▶ DOCUMENT EXCERPT:
I really enjoyed the soundtrack to Sunshine by John Murphy.


----------



## Dave (Oct 10, 2012)

I'd have to say all of the above. For instrumental soundtracks John Williams, Jerry Goldsmith and Danny Elfman are top.

I'd have to add any Quentin Tarantino film to the list. He really thinks over what he includes. 

I'd also add _28 Days Later_ by John Murphy - that track _In the house, in a heartbeat_ is re-used on TV on an almost weekly basis. I think they even used some of that same soundtrack on Dr. Who last week (it was very similar if not.)

Ennio Morricone - all those spaghetti westerns and more.
John Barry - _James Bond_ and _Harry Palmer_ and _Midnight Cowboy_
Vangelis - _Chariots of Fire_ and_ Blade Runner_

Also, what about musicals - _West Side Story_ would be my top, or _Lion King_ or any Rodgers And Hammerstein or any Beatles film.

I also like the _Napoleon Dynamite_ soundtrack.

I could probably go on...


----------



## Gordian Knot (Oct 10, 2012)

I'm a huge score collection fan. Though at just over 400 scores in my collection, I am a piker compared to a lot of others I know.

So it would be very hard to have "a" favorite. The ones I play regularly though include The Rocketeer, Raiders of the Lost Ark, Star Wars (none of that "episode" garbage), Star Trek the Motion Picture, The Wrath of Khan.

In more recent times, How to Train Your Dragon, The Mummy Returns (actually all of the Mummy movies have wonderful scores), The Rock, King Arthur, Thor and The Avengers.

And that is really just the tip of the proverbial iceberg.


----------



## clovis-man (Oct 10, 2012)

Gordian Knot said:


> In more recent times, How to Train Your Dragon, The Mummy Returns (actually all of the Mummy movies have wonderful scores), The Rock, King Arthur, Thor and The Avengers.


 
I'd have to include Harry Gregson-Williams (someone I know nothing about) for the score to *The Chronicles of Narnia: The Lion, the Witch and the Wardrobe*. Really good stuff in a contemporary film.



Dave said:


> I'd have to add any Quentin Tarantino film to the list. He really thinks over what he includes.


 
How about his inclusion of the "Five, Six, Seven, Eights" in *Kill Bill*. Heard often since then in Vonage commercials.

▶ RECORDS SUPPLIED:
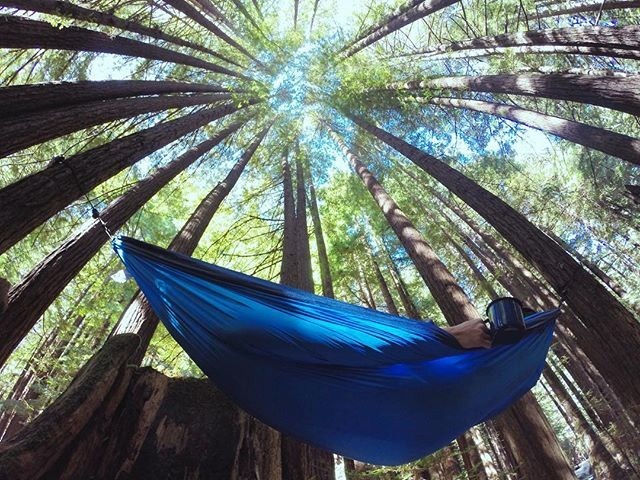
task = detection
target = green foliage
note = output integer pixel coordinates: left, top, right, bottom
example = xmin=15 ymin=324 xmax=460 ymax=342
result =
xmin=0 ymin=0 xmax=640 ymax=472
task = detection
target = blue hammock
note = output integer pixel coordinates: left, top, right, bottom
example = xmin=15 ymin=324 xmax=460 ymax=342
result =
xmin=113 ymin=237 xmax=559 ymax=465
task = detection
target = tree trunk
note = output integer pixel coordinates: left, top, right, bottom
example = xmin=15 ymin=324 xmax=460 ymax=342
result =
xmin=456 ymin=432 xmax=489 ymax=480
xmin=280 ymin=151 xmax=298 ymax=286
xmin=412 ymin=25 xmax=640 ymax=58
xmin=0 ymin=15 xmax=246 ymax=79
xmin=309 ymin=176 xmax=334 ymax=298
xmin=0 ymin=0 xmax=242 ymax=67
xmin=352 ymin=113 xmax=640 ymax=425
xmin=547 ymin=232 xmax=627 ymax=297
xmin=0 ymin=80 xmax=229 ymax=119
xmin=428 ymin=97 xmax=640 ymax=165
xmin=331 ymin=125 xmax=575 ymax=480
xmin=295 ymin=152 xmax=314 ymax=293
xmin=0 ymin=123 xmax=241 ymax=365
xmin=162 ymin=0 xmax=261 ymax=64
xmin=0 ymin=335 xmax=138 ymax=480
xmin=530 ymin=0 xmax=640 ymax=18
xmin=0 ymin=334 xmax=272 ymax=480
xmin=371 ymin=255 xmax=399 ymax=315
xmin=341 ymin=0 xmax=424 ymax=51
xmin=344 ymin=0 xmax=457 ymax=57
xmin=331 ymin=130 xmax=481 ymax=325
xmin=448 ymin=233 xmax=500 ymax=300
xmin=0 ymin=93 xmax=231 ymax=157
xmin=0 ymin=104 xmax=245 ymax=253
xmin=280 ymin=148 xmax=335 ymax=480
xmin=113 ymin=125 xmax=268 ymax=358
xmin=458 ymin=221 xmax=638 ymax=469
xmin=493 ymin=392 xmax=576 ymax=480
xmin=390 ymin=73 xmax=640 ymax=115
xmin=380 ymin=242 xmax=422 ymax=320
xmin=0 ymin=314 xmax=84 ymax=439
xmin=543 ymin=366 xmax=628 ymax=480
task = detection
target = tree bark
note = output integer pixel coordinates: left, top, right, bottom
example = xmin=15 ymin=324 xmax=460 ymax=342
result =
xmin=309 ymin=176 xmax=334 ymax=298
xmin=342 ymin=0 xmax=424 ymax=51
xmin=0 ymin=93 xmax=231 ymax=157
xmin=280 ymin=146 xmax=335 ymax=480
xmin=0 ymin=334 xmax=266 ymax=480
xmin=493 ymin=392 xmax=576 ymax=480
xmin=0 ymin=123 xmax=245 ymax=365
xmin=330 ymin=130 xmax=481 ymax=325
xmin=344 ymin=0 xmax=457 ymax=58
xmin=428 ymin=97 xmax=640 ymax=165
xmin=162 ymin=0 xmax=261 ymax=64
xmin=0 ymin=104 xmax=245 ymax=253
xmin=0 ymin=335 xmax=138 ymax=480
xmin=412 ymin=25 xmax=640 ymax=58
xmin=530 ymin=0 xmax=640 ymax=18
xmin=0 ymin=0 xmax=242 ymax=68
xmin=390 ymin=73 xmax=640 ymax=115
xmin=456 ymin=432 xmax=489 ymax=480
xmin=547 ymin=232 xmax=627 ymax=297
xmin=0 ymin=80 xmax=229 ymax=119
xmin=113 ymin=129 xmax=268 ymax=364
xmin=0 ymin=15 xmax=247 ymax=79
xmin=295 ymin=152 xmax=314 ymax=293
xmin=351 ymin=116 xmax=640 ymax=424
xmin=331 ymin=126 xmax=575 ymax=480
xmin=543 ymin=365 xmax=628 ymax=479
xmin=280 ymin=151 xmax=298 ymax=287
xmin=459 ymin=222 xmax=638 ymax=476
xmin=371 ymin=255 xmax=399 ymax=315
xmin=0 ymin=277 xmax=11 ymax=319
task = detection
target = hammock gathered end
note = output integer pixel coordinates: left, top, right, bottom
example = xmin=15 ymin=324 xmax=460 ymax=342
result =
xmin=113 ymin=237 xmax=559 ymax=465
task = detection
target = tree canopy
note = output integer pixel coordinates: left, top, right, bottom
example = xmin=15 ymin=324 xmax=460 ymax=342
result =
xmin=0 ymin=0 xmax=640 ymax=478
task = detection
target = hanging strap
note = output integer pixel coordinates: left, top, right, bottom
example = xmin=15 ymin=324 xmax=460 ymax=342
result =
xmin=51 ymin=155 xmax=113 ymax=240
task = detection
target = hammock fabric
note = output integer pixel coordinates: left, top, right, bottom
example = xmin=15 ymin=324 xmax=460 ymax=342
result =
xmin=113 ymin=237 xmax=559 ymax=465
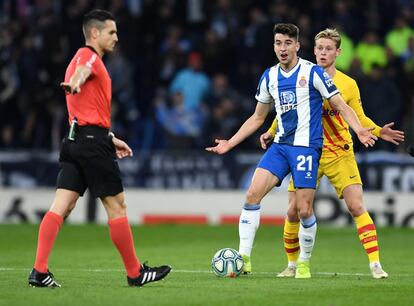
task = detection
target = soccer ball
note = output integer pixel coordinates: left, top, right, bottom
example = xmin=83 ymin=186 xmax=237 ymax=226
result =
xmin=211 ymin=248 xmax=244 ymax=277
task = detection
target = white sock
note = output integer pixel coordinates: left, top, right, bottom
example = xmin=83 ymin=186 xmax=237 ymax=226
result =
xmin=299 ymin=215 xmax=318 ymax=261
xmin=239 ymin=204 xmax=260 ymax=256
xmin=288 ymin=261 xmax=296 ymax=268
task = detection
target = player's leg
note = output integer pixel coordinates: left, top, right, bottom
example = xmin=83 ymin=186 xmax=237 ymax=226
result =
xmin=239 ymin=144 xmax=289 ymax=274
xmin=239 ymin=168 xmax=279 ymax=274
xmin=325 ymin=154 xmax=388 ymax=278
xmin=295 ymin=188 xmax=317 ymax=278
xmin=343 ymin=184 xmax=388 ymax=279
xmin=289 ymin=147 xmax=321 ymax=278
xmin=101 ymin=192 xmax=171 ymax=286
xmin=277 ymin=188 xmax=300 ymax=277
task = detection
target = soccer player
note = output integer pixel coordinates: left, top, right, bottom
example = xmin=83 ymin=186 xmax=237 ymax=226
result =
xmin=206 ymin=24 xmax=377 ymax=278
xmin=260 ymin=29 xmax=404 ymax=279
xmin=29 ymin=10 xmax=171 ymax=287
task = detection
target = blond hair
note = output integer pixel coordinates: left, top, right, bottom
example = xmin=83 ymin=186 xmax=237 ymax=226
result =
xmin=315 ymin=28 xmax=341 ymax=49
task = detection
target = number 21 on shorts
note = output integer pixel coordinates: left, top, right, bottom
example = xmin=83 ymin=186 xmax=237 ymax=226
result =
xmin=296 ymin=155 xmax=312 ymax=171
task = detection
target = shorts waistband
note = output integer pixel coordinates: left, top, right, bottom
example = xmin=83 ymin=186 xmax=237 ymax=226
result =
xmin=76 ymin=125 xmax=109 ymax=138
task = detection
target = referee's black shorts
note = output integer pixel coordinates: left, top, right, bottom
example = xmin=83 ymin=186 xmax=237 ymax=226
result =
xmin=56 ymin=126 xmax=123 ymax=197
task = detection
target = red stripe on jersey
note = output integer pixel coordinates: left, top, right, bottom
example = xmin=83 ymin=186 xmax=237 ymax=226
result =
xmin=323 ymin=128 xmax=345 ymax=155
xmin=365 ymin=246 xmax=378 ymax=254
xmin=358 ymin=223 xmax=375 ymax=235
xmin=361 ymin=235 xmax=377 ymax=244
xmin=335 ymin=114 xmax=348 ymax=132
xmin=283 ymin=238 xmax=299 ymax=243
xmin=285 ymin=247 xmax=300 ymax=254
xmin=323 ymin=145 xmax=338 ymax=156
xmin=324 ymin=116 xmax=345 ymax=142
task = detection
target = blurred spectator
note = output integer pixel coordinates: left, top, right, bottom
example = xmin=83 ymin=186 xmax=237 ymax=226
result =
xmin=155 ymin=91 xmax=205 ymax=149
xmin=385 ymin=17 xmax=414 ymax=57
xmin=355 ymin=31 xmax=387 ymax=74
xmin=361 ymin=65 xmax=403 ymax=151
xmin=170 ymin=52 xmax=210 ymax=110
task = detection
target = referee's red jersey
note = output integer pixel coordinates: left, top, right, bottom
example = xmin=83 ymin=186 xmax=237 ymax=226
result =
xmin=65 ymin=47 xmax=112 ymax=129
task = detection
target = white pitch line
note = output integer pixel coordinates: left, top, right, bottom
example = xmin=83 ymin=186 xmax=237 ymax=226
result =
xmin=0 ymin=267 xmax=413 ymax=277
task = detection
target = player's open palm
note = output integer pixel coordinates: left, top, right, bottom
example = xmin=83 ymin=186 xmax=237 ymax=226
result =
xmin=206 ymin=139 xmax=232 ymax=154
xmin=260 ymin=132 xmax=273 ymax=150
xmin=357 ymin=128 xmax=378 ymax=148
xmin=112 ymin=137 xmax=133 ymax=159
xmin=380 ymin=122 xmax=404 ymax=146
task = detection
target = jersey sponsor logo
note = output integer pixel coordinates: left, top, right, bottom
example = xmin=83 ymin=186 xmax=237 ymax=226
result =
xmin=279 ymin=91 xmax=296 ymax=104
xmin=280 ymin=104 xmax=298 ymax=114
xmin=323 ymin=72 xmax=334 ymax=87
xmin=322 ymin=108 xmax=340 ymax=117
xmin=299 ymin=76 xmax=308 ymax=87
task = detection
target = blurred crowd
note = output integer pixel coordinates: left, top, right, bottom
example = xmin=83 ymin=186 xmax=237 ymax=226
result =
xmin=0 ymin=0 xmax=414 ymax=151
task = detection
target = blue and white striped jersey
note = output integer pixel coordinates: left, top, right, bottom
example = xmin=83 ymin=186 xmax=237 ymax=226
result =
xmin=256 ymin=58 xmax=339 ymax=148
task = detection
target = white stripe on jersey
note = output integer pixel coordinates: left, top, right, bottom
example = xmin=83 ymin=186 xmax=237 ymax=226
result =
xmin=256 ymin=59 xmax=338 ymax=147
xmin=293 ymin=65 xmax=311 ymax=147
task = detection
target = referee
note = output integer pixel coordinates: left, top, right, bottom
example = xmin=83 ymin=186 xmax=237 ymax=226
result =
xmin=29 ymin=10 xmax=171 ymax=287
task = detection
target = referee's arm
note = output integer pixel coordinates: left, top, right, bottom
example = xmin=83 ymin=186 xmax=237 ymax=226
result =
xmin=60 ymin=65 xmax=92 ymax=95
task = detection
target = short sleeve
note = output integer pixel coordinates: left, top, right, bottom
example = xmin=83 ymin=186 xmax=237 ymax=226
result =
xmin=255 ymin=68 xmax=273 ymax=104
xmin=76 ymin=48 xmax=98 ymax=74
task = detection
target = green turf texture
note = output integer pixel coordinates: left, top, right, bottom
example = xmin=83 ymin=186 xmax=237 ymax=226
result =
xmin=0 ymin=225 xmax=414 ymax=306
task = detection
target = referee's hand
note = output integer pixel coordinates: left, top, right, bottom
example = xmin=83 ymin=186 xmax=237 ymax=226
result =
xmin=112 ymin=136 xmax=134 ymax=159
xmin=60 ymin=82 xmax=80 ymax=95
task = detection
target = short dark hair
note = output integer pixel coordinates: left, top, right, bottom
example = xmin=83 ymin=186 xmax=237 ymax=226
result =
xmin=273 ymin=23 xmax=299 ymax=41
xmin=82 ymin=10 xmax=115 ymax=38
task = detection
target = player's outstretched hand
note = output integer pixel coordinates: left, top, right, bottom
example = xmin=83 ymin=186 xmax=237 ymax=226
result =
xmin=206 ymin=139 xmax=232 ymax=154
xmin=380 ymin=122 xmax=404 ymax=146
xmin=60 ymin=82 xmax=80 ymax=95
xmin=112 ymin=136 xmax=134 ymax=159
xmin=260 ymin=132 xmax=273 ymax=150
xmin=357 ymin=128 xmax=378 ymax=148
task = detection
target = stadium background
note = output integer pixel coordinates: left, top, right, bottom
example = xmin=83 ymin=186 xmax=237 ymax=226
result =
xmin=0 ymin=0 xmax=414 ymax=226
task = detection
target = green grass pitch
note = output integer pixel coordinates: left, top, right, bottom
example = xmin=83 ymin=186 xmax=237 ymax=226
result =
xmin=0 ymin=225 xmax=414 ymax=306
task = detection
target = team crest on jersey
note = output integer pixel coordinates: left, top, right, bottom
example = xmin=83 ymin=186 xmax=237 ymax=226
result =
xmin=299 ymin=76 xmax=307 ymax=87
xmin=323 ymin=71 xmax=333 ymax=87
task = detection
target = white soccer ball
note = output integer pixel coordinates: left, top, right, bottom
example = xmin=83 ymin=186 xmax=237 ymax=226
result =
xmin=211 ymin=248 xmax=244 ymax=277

▶ WRITTEN TASKS:
1. Rewrite the soundtrack thread from "I could probably" up to and including "Wrath of Khan.", replacing "favorite" with "top pick".
2. Carry the soundtrack thread on from the point where it stops.
The listing comes from a separate source and is unrelated to the soundtrack thread.

▶ TASK RESULTS:
1.
I could probably go on...


----------



## Gordian Knot (Oct 10, 2012)

I'm a huge score collection fan. Though at just over 400 scores in my collection, I am a piker compared to a lot of others I know.

So it would be very hard to have "a" top pick. The ones I play regularly though include The Rocketeer, Raiders of the Lost Ark, Star Wars (none of that "episode" garbage), Star Trek the Motion Picture, The Wrath of Khan.

2.
----------



## Allegra (Oct 14, 2012)

I'd add any Roman Polanski's films. Also, *The Godfather*.


----------



## FireDragon-16 (Oct 15, 2012)

Gordian Knot said:


> I'm a huge score collection fan. Though at just over 400 scores in my collection, I am a piker compared to a lot of others I know.
> 
> So it would be very hard to have "a" favorite. The ones I play regularly though include The Rocketeer, Raiders of the Lost Ark, Star Wars (none of that "episode" garbage), Star Trek the Motion Picture, The Wrath of Khan.
> 
> ...



I'm the same way! My mom thinks I'm weird, but I point out that there are worse things I could be collecting and that gets her to drop it for at least a little while. 

Of the ones I own at this moment, I'd have to say my 'favorite' is a tie between *The Tourist* and *August Rush*.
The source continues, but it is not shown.